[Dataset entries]
+ + +

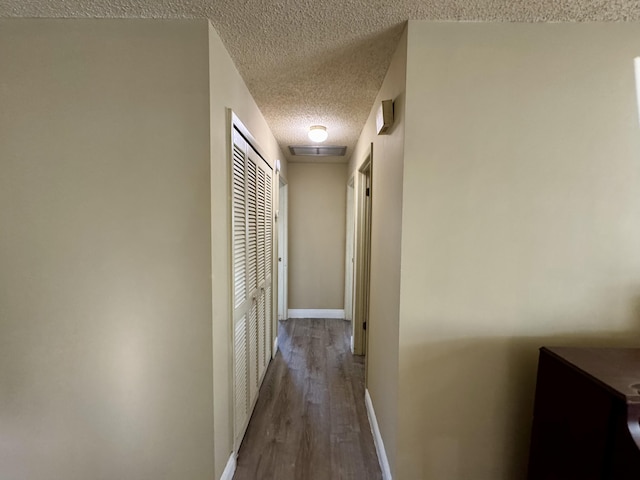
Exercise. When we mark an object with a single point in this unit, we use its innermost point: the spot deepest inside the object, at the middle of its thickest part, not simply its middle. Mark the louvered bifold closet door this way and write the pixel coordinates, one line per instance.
(252, 276)
(268, 248)
(242, 301)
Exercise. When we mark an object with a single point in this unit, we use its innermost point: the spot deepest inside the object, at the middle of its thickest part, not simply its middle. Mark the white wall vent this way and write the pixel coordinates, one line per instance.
(317, 151)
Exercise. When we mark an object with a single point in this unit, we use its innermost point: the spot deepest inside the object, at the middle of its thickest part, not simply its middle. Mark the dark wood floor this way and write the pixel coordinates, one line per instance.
(310, 421)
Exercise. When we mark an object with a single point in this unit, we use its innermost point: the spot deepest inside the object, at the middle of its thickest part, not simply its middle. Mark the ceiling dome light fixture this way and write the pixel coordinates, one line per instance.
(318, 133)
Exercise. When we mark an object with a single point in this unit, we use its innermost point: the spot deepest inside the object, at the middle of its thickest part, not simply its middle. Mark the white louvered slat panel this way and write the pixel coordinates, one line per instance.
(262, 334)
(268, 318)
(239, 227)
(269, 225)
(261, 224)
(241, 393)
(253, 353)
(252, 224)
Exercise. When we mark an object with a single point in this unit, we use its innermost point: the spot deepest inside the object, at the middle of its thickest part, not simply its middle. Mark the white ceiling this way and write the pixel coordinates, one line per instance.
(321, 62)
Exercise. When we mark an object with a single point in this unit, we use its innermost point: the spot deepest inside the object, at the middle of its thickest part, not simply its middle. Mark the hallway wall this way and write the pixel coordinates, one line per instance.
(317, 218)
(105, 270)
(386, 224)
(520, 228)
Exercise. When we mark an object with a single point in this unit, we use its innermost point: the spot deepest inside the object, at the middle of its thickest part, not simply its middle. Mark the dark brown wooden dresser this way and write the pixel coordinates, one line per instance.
(586, 422)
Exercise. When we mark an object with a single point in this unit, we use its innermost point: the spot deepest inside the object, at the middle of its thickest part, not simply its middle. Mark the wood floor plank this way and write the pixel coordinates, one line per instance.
(310, 421)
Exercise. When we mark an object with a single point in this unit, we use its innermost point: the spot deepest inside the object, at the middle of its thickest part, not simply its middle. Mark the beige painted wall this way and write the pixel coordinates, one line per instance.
(386, 223)
(520, 228)
(105, 277)
(228, 90)
(317, 216)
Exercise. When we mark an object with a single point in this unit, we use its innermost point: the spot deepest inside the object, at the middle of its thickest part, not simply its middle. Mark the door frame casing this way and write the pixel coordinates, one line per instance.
(283, 247)
(363, 254)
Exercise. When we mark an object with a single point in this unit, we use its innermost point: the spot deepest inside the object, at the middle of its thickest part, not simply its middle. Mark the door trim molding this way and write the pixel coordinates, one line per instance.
(315, 313)
(377, 438)
(230, 469)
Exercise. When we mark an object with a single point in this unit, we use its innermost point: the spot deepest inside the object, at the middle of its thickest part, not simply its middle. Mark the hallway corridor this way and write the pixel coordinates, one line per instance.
(310, 421)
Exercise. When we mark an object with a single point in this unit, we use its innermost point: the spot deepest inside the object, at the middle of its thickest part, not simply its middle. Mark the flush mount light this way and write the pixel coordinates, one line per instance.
(318, 133)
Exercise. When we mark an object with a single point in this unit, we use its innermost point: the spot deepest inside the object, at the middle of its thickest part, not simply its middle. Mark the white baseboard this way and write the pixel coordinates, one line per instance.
(377, 438)
(316, 313)
(230, 469)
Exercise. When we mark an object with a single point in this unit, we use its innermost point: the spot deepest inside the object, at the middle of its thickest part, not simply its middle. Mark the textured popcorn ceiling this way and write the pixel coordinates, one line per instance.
(321, 62)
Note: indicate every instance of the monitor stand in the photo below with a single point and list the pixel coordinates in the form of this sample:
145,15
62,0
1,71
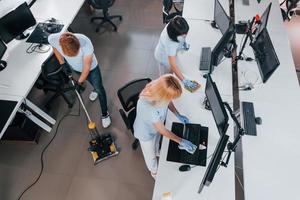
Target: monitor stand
22,36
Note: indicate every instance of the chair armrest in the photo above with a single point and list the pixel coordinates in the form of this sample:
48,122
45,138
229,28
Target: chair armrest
124,117
54,73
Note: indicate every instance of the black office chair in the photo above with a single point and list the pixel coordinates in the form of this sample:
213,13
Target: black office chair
54,79
128,96
104,5
167,7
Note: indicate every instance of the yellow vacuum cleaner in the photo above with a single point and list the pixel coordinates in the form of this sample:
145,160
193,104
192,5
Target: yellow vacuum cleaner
101,146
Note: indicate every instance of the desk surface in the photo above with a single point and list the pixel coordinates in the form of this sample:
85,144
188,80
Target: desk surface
202,9
184,185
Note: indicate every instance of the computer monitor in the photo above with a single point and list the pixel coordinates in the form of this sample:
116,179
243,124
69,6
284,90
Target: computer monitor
263,20
16,22
223,48
216,105
2,49
220,17
265,55
214,162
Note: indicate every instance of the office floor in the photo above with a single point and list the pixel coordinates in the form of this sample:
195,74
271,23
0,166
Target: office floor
69,173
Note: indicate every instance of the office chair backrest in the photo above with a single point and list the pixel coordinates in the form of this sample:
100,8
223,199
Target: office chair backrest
129,94
52,72
100,4
167,5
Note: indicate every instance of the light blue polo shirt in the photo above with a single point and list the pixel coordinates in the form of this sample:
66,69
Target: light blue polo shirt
86,49
165,48
146,116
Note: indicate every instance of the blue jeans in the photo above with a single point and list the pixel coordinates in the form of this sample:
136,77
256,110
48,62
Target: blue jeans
95,79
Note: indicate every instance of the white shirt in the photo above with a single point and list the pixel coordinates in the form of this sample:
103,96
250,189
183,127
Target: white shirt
86,49
166,47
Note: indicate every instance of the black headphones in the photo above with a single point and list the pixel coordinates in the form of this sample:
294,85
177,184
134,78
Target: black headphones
3,65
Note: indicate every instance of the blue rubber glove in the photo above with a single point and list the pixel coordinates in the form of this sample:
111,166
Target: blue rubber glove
182,118
189,84
187,146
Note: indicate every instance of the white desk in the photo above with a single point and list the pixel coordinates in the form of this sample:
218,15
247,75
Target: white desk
184,185
202,9
23,69
272,158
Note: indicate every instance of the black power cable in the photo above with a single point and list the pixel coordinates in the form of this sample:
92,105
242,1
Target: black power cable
45,148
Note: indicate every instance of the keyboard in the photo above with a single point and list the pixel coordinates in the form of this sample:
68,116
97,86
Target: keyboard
194,133
205,59
40,33
249,118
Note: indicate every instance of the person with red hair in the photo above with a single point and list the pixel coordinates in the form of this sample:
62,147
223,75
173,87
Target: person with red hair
77,51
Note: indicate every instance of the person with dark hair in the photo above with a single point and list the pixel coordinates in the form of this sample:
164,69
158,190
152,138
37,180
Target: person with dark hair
77,51
172,40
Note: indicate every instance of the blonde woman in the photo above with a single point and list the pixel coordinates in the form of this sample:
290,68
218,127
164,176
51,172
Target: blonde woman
152,107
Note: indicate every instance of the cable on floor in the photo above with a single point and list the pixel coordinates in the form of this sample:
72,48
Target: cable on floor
45,148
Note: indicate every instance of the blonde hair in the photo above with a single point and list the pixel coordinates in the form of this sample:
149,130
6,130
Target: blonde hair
163,89
69,43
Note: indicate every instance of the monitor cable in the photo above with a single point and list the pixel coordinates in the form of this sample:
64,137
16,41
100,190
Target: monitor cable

+ + +

■ EXERCISE PROMPT ■
If a record contains a picture, drop the picture and repeat the rest exactly.

■ ANSWER TO THIS PROBLEM ■
Exercise. When we mark an object with a single point in this unit, we use its innermost point: the spot deepest inside the object, at the middle of its thickest part, not simply its middle. Mark the louvered bifold closet door this way and write the pixel coordinates, one line per instance.
(252, 276)
(268, 248)
(242, 301)
Exercise. When we mark an object with a single point in this unit, we use its innermost point: the spot deepest inside the object, at the middle of its thickest part, not simply its middle. Mark the white wall vent this way and write the pixel coordinates, one line per instance.
(317, 151)
Exercise. When we mark an object with a single point in this unit, we use its innermost point: the spot deepest inside the object, at the middle of its thickest part, not simply its middle. Mark the dark wood floor this way and write the pixel coordinates, one line per instance.
(310, 421)
Exercise. When we mark an object with a single point in this unit, we use its innermost point: the spot deepest inside the object, at the middle of its thickest part, not simply its middle. Mark the ceiling dome light fixture this way and write the pixel coordinates, one line per instance.
(318, 133)
Exercise. When we mark an object with a single point in this unit, we use its innermost point: the spot deepest inside the object, at the middle of its thickest part, not simply its middle. Mark the white louvered slat panel this way and write the pixel coordinates, one line per instance.
(262, 334)
(268, 318)
(239, 227)
(269, 225)
(261, 224)
(241, 393)
(253, 353)
(252, 224)
Exercise. When we mark an object with a single point in this unit, we use its innermost point: the spot deepest inside the object, at the middle of its thickest part, not simply its middle. Mark the white ceiling this way and write the pixel coordinates, one line per instance.
(321, 62)
Exercise. When we mark an object with a single point in this unit, we use its innermost point: the spot deepest inside the object, at the middle of its thickest part, not simply its middle. Mark the hallway wall this way and write the pixel coordinates, one line per instance.
(317, 218)
(105, 270)
(386, 224)
(520, 228)
Exercise. When we mark an object with a single point in this unit, we use its innermost point: the spot deepest inside the object, at the middle of its thickest part, not simply its middle. Mark the dark brown wooden dresser this way and write the pixel coordinates, one line per instance.
(586, 422)
Exercise. When we mark an object with a single point in this unit, we use its innermost point: the spot deepest inside the object, at the middle of its thickest part, not simply its middle. Mark the wood floor plank this way and write the pixel coordinates, one line per instance.
(310, 421)
Exercise. When we mark an object with a single point in this unit, we use its innermost point: the spot deepest inside the object, at the middle of its thickest part, not simply its middle. Mark the beige painted wall this way and write the pixel coordinates, one line per instance.
(386, 223)
(520, 228)
(105, 277)
(228, 90)
(317, 216)
Exercise. When we mark an object with a single point in this unit, we use its innermost point: the spot deepest inside the object, at the middle of its thickest part, not simply its middle. Mark the door frame casing this way and write the pixel coordinates, one line per instance.
(283, 247)
(363, 254)
Exercise. When we mark an object with a single point in this unit, we use its innermost point: the spot deepest inside the object, at the middle of its thickest part, not simply its middle. Mark the door trim molding this way and write the pixel coordinates, one line per instance.
(315, 313)
(377, 438)
(230, 469)
Exercise. When we mark an object with a single point in this unit, we use its innermost point: the spot deepest inside the object, at the middle of its thickest part, not simply its middle. Mark the hallway corridor this way and write the pixel coordinates, one line per instance.
(310, 421)
Exercise. When we mark an object with a single point in this unit, we use its innermost point: the spot deepest inside the object, at the middle of its thickest part, not simply its middle. Mark the flush mount light this way and write the pixel coordinates, one line per instance.
(318, 133)
Exercise. When we mark an object with a single point in this unit, we use its innermost point: the spot deepest inside the object, at the middle of its thickest part, not simply its middle. Mark the white baseboard this way and write the pixel coordinates, one line per instance.
(377, 438)
(316, 313)
(230, 469)
Exercise. When we mark an object with a single point in this unit, we use its innermost point: the spot deepest inside the object, at the middle of its thickest part, not simply its middle. Mark the textured popcorn ceiling this way and write the pixel coordinates, one line per instance.
(321, 62)
Note: indicate every instance of the monitor stand in the photo below with a single point and list the pixel coordinates in the form of this sample:
145,15
62,0
1,71
Target: monitor stand
22,36
Note: indicate every instance of the chair armrest in the photo above with a single point and list the pixel coordinates in the form of this sample:
48,122
45,138
229,28
Target: chair armrest
124,117
54,73
Note: indicate every instance of the black office chair in the photo above with a single point and list the pixel coordinates in the form of this sample:
213,13
Target: black office chair
54,79
128,96
104,5
167,7
Note: indicate every instance of the yellow vacuum cleaner in the photo above with a single point and list the pixel coordinates in the form of this sample:
145,160
193,104
192,5
Target: yellow vacuum cleaner
101,146
Note: indicate every instance of the desk surface in the photo above with a single point and list the pixel coordinates in the form of this sample:
85,144
188,80
Target: desk surface
202,9
184,185
Note: indicate every instance of the computer monitor in the photo above with a single point and list the pixel coordinates in the form of this sample:
116,179
243,124
69,6
284,90
Target: computer monitor
263,20
16,22
223,48
216,105
2,49
220,17
265,55
214,162
Note: indicate every instance of the office floor in the photo above with a single point and list the pixel coordinates in the form of this sample:
195,74
271,23
0,166
Target: office floor
69,173
Note: indicate every instance of the office chair backrest in the photo above with a single point and list the pixel coordinates in the form of this sample:
100,8
223,199
Target: office chair backrest
129,94
52,72
100,4
167,5
Note: indicate every instance of the light blue polo shirt in the photo above with a single point and list the pixel coordinates in the form of this sample:
66,69
Target: light blue polo shirt
86,49
165,48
146,116
Note: indicate every instance of the blue jeans in the photo above with a single point and list the pixel coordinates in the form of this sample:
136,77
256,110
48,62
Target: blue jeans
95,79
Note: indicate every instance of the white shirt in the photo above with a single point and list the pixel coordinates in the form of this sample:
103,96
250,189
183,127
Target: white shirt
86,49
166,47
Note: indicate every instance of the black headphones in the photo above with a single point and list the pixel coordinates in the form of this sample:
294,85
177,184
134,78
Target: black headphones
3,65
Note: indicate every instance of the blue rubber glove in the photo above with a single point and list the pixel coordinates in the form of this sample:
111,166
Target: blue rubber glove
182,118
189,84
187,146
Note: indicate every instance of the white desk in the photo above with a single point and list the pixel coordinates in the form of this sample:
218,15
247,75
Target: white desk
184,185
202,9
23,69
272,158
Note: indicate every instance of the black power cable in the photo above with a single point and list the pixel coordinates in the form of this sample:
92,105
242,1
Target: black power cable
45,148
Note: indicate every instance of the keyboard in the photo above with a single point and list the pixel coordinates in the form of this sample:
68,116
97,86
Target: keyboard
194,133
205,59
40,33
249,118
Note: indicate every instance of the person with red hair in the photo above with a single point and list the pixel coordinates in the form of this sample:
62,147
223,75
173,87
Target: person with red hair
77,51
Note: indicate every instance of the person with dark hair in the photo above with a single point and list the pixel coordinates in the form of this sample:
164,69
158,190
152,138
37,180
Target: person with dark hair
77,51
172,40
Note: indicate every instance of the blonde woman in the photo above with a single point and list the pixel coordinates in the form of this sample:
290,68
218,127
164,176
51,172
Target: blonde woman
152,107
Note: indicate every instance of the cable on floor in the photo above with a single point and list the pixel coordinates in the form of this sample:
72,48
Target: cable on floor
45,148
Note: indicate every instance of the blonde hair in the photo above with a single point and list the pixel coordinates in the form of this sample:
149,130
6,130
Target: blonde hair
163,89
69,43
Note: indicate every instance of the monitor cable in the photo above with a single point and list the pixel coordinates in the form of this sample:
64,137
16,41
100,190
Target: monitor cable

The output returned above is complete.